— START OF RECORDED INFORMATION —

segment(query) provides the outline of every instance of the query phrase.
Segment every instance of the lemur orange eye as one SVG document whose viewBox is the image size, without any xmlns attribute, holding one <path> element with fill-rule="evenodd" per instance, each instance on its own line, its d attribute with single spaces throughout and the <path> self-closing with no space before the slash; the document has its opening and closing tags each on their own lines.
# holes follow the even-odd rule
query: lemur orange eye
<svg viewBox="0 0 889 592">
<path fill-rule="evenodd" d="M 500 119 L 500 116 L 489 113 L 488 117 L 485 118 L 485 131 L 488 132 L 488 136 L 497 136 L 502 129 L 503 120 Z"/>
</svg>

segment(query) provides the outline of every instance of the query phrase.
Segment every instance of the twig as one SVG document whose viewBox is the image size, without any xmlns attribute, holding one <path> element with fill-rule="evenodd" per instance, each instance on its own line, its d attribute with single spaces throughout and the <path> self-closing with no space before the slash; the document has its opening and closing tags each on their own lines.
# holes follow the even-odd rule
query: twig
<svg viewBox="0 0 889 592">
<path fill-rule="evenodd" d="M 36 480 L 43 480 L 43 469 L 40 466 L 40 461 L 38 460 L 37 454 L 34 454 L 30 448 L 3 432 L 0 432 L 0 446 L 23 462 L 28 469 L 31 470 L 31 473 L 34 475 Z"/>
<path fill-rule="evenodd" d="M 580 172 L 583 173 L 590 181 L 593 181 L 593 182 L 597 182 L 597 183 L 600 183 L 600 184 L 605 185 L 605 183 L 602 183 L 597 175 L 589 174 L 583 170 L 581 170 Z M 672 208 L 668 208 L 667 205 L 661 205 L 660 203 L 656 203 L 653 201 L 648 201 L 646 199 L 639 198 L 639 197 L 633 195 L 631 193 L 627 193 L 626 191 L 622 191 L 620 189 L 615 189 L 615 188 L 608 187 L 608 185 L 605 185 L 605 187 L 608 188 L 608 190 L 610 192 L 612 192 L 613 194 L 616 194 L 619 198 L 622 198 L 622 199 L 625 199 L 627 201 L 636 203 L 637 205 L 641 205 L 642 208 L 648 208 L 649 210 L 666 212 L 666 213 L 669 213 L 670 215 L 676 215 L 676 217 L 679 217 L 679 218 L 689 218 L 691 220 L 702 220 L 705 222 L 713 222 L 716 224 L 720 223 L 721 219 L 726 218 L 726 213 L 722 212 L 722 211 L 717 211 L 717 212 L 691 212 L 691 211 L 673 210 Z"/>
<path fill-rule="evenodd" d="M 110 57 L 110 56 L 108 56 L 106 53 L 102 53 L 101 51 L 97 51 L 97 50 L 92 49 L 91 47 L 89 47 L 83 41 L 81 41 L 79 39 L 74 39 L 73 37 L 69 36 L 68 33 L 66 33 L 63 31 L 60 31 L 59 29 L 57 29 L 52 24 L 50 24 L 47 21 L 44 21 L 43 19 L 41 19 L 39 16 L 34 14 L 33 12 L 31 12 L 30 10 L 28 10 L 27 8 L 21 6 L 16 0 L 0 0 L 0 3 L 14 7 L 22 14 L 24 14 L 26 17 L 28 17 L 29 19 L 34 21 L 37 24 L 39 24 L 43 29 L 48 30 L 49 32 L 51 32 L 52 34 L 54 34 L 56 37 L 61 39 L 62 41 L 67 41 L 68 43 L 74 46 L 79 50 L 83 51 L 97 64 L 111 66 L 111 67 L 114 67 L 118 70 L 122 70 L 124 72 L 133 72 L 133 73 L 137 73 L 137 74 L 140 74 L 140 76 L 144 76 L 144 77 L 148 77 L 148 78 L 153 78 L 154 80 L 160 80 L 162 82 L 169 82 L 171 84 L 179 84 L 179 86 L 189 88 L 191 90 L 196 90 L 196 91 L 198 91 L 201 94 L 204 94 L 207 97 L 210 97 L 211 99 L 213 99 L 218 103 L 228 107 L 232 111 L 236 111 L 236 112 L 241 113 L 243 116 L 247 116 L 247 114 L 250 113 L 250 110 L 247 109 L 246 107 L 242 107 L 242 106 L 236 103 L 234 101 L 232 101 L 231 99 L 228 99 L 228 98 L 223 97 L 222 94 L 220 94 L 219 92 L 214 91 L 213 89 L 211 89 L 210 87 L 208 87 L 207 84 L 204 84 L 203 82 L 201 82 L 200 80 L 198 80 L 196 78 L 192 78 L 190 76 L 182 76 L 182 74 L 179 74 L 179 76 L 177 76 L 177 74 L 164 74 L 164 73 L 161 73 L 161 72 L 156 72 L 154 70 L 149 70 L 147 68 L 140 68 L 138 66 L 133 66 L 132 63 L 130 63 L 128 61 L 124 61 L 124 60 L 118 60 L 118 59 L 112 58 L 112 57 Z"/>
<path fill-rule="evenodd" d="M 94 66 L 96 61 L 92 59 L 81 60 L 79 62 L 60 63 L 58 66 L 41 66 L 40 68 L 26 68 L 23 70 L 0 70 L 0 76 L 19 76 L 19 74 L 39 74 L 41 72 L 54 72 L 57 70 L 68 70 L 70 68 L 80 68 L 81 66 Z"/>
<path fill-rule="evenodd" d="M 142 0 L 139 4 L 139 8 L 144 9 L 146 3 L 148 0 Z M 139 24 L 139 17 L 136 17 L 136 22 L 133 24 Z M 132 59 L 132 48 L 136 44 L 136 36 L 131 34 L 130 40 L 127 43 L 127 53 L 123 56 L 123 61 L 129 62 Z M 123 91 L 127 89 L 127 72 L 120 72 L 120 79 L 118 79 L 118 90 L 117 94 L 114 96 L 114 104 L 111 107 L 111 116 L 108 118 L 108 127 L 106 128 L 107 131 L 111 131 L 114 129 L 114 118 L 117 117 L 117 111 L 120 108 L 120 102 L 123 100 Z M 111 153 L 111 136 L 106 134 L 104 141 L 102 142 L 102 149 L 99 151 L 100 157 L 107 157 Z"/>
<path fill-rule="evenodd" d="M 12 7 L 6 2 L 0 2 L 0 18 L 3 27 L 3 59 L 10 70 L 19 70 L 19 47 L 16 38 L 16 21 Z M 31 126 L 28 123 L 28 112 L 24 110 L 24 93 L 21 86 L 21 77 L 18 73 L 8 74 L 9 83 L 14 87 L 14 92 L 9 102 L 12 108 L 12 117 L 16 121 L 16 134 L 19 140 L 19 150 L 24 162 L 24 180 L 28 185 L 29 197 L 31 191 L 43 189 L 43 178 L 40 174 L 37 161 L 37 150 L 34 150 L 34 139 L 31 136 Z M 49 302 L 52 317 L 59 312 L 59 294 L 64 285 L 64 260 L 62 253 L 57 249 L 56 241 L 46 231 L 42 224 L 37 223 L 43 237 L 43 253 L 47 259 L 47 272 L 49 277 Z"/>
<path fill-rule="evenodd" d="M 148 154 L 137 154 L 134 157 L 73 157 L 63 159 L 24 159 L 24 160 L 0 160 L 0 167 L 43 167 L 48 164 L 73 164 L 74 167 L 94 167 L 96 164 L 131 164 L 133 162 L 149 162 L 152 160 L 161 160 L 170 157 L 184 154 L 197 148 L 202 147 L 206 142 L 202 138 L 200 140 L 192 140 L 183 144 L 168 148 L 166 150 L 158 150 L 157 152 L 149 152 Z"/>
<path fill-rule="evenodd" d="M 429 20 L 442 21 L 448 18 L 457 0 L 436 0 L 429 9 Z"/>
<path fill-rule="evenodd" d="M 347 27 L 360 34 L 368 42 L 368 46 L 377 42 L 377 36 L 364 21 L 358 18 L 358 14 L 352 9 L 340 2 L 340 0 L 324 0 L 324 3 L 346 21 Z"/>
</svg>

— END OF RECORDED INFORMATION —

## BRIEF
Type the whole listing again, unaltered.

## EXERCISE RESPONSE
segment(query) provides the outline of every instance of the query phrase.
Segment every instance of the lemur orange eye as one SVG document whose viewBox is the image size, without any xmlns attribute, holding one <path> element with fill-rule="evenodd" per instance, each instance on its own line, its d attribute with single spaces throughout and the <path> self-closing with no space before the slash; the document has its opening and closing tags each on their own lines.
# holes follow the even-odd rule
query: lemur orange eye
<svg viewBox="0 0 889 592">
<path fill-rule="evenodd" d="M 500 119 L 500 116 L 489 113 L 488 117 L 485 118 L 485 131 L 488 132 L 488 136 L 497 136 L 502 129 L 503 120 Z"/>
</svg>

segment(query) provides the outline of every instance of the query phrase.
Segment every instance of the twig as one SVG document whose viewBox is the image size, without any xmlns attribute, holding one <path> element with fill-rule="evenodd" per instance, each instance on its own line, its d attribute with single spaces throughout and the <path> self-closing with no space before the slash; the document has its opening and closing tags each on their own lines.
# holes follow the even-odd rule
query: twig
<svg viewBox="0 0 889 592">
<path fill-rule="evenodd" d="M 36 480 L 43 480 L 43 469 L 40 466 L 40 461 L 38 460 L 37 454 L 34 454 L 30 448 L 3 432 L 0 432 L 0 446 L 23 462 L 28 469 L 31 470 L 31 473 L 34 475 Z"/>
<path fill-rule="evenodd" d="M 580 172 L 583 173 L 590 181 L 593 181 L 593 182 L 597 182 L 597 183 L 600 183 L 600 184 L 605 185 L 605 183 L 602 183 L 597 175 L 589 174 L 583 170 L 581 170 Z M 672 208 L 668 208 L 667 205 L 661 205 L 660 203 L 656 203 L 653 201 L 648 201 L 646 199 L 639 198 L 639 197 L 633 195 L 631 193 L 627 193 L 626 191 L 622 191 L 620 189 L 615 189 L 615 188 L 608 187 L 608 185 L 605 185 L 605 187 L 608 188 L 608 190 L 610 192 L 612 192 L 613 194 L 616 194 L 619 198 L 622 198 L 622 199 L 625 199 L 627 201 L 636 203 L 637 205 L 641 205 L 642 208 L 648 208 L 649 210 L 666 212 L 666 213 L 669 213 L 670 215 L 676 215 L 676 217 L 679 217 L 679 218 L 689 218 L 691 220 L 702 220 L 705 222 L 713 222 L 716 224 L 720 223 L 721 219 L 726 218 L 726 213 L 722 212 L 722 211 L 717 211 L 717 212 L 691 212 L 691 211 L 673 210 Z"/>
<path fill-rule="evenodd" d="M 110 57 L 110 56 L 108 56 L 106 53 L 102 53 L 101 51 L 97 51 L 97 50 L 92 49 L 91 47 L 89 47 L 83 41 L 81 41 L 79 39 L 74 39 L 73 37 L 69 36 L 68 33 L 66 33 L 63 31 L 60 31 L 59 29 L 57 29 L 52 24 L 50 24 L 47 21 L 44 21 L 43 19 L 41 19 L 39 16 L 34 14 L 33 12 L 31 12 L 30 10 L 28 10 L 27 8 L 21 6 L 16 0 L 0 0 L 0 3 L 14 7 L 22 14 L 24 14 L 26 17 L 28 17 L 29 19 L 34 21 L 37 24 L 39 24 L 43 29 L 48 30 L 49 32 L 51 32 L 52 34 L 54 34 L 56 37 L 61 39 L 62 41 L 67 41 L 68 43 L 74 46 L 79 50 L 83 51 L 97 64 L 111 66 L 111 67 L 114 67 L 118 70 L 122 70 L 124 72 L 133 72 L 133 73 L 137 73 L 137 74 L 140 74 L 140 76 L 144 76 L 144 77 L 148 77 L 148 78 L 153 78 L 154 80 L 160 80 L 162 82 L 169 82 L 171 84 L 179 84 L 179 86 L 189 88 L 191 90 L 196 90 L 196 91 L 198 91 L 201 94 L 204 94 L 207 97 L 210 97 L 211 99 L 213 99 L 218 103 L 228 107 L 232 111 L 236 111 L 236 112 L 241 113 L 243 116 L 247 116 L 247 114 L 250 113 L 250 110 L 247 109 L 246 107 L 242 107 L 242 106 L 236 103 L 234 101 L 232 101 L 231 99 L 228 99 L 228 98 L 223 97 L 222 94 L 220 94 L 219 92 L 214 91 L 213 89 L 211 89 L 210 87 L 208 87 L 207 84 L 204 84 L 203 82 L 201 82 L 200 80 L 198 80 L 196 78 L 192 78 L 190 76 L 182 76 L 182 74 L 179 74 L 179 76 L 177 76 L 177 74 L 164 74 L 164 73 L 161 73 L 161 72 L 156 72 L 154 70 L 149 70 L 147 68 L 140 68 L 138 66 L 133 66 L 132 63 L 130 63 L 128 61 L 124 61 L 124 60 L 118 60 L 118 59 L 112 58 L 112 57 Z"/>
<path fill-rule="evenodd" d="M 94 66 L 96 61 L 92 59 L 81 60 L 79 62 L 60 63 L 58 66 L 41 66 L 40 68 L 26 68 L 23 70 L 0 70 L 0 76 L 19 76 L 19 74 L 39 74 L 41 72 L 54 72 L 57 70 L 68 70 L 70 68 L 80 68 L 81 66 Z"/>
<path fill-rule="evenodd" d="M 142 0 L 139 4 L 139 8 L 144 9 L 146 3 L 148 0 Z M 139 24 L 139 17 L 136 17 L 136 22 L 133 24 Z M 132 59 L 132 48 L 136 44 L 136 36 L 131 34 L 130 40 L 127 43 L 127 53 L 123 56 L 123 61 L 129 62 Z M 123 91 L 127 89 L 127 72 L 120 72 L 120 79 L 118 79 L 118 90 L 117 94 L 114 96 L 114 104 L 111 107 L 111 116 L 108 118 L 108 127 L 106 128 L 107 131 L 111 131 L 114 129 L 114 118 L 117 117 L 117 111 L 120 108 L 120 102 L 123 100 Z M 111 153 L 111 136 L 106 134 L 104 141 L 102 142 L 102 149 L 99 151 L 100 157 L 107 157 Z"/>
<path fill-rule="evenodd" d="M 12 7 L 6 2 L 0 2 L 0 18 L 3 27 L 3 59 L 10 70 L 19 70 L 19 47 L 16 38 L 16 21 Z M 31 126 L 28 123 L 28 112 L 24 110 L 24 93 L 21 86 L 21 77 L 18 73 L 8 74 L 9 83 L 14 87 L 14 92 L 9 102 L 12 108 L 12 117 L 16 121 L 16 134 L 19 140 L 19 150 L 24 162 L 24 180 L 28 185 L 29 197 L 31 191 L 43 189 L 43 178 L 40 174 L 37 161 L 37 150 L 34 150 L 34 139 L 31 136 Z M 49 302 L 52 317 L 59 312 L 59 294 L 64 285 L 64 260 L 62 253 L 57 249 L 56 241 L 46 231 L 42 224 L 37 223 L 43 237 L 43 253 L 47 259 L 47 272 L 49 277 Z"/>
<path fill-rule="evenodd" d="M 148 154 L 137 154 L 134 157 L 73 157 L 63 159 L 24 159 L 24 160 L 0 160 L 0 167 L 43 167 L 48 164 L 73 164 L 74 167 L 94 167 L 96 164 L 131 164 L 133 162 L 149 162 L 152 160 L 161 160 L 170 157 L 184 154 L 197 148 L 202 147 L 206 142 L 202 138 L 200 140 L 192 140 L 183 144 L 168 148 L 166 150 L 158 150 L 157 152 L 149 152 Z"/>
<path fill-rule="evenodd" d="M 429 20 L 442 21 L 448 18 L 457 0 L 436 0 L 429 9 Z"/>
<path fill-rule="evenodd" d="M 347 27 L 360 34 L 368 42 L 368 46 L 377 42 L 377 36 L 364 21 L 358 18 L 358 14 L 352 9 L 340 2 L 340 0 L 324 0 L 324 3 L 346 21 Z"/>
</svg>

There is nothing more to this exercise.